**Aim**
In the problem description on quoted expressions, what Scheme form is '<expr> equivalent to?

Your task in this problem is to complete the implementation of scheme_read
by allowing the function to now be able to handle quoted expressions.
In Scheme, quoted expressions such as '<expr>
are equivalent to (quote <expr>)
. That means that we need to wrap the expression following '
(which you can get by recursively calling scheme_read
) into the quote
special form, which is a Scheme list (as with all special forms).
In our representation, a Pair
represents a Scheme list. You should therefore wrap the expression following '
in a Pair
.
For example, 'bagel
, or ["'", "bagel"]
after being tokenized, should be represented as Pair('quote', Pair('bagel', nil))
. '(1 2)
(or ["'", "(", 1, 2, ")"]
) should be represented as Pair('quote', Pair(Pair(1, Pair(2, nil)), nil))

**Provided material**
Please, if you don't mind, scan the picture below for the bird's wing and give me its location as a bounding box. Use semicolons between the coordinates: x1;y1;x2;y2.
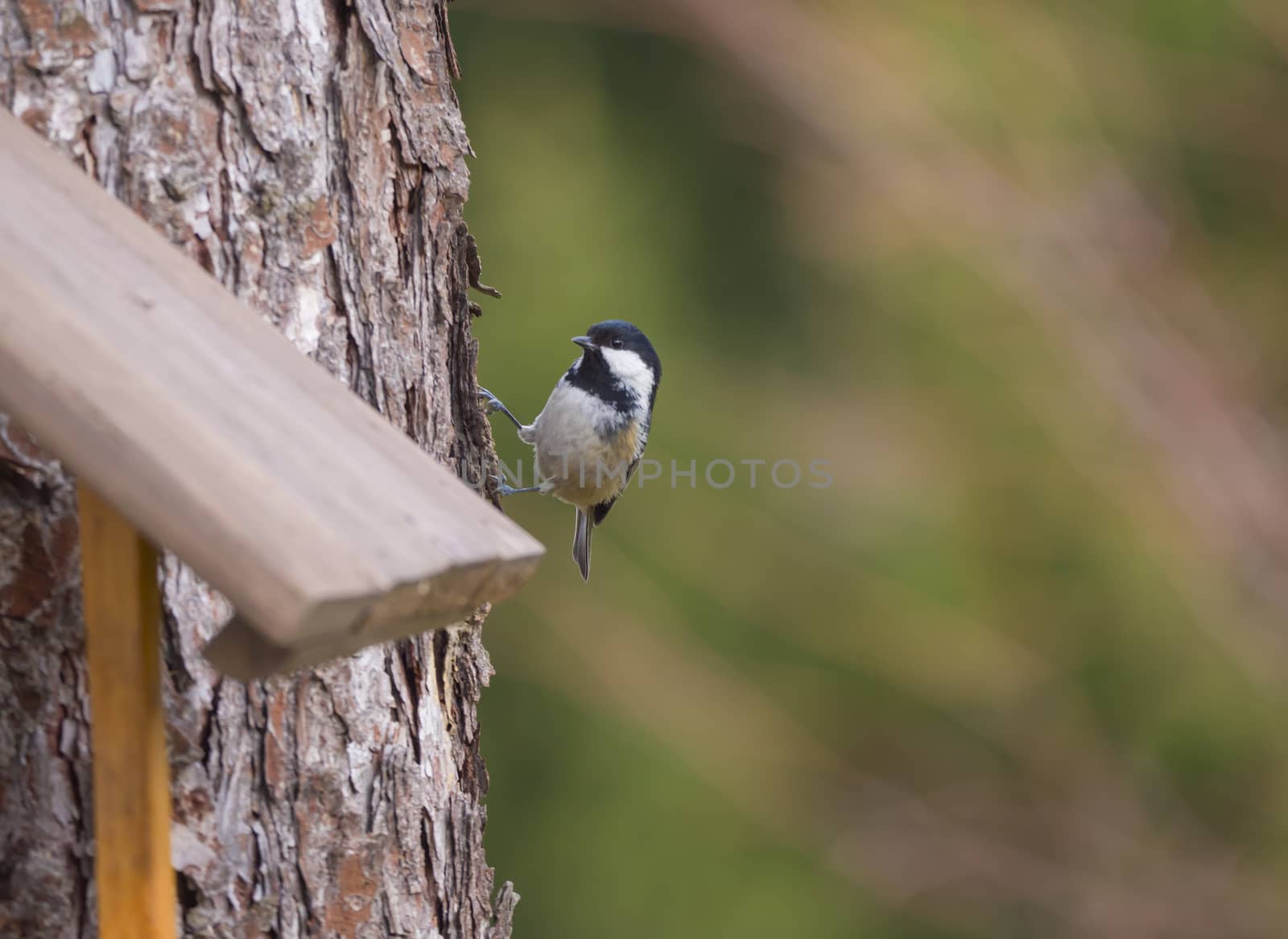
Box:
592;456;640;526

**Output for this exercise**
(quote <expr>)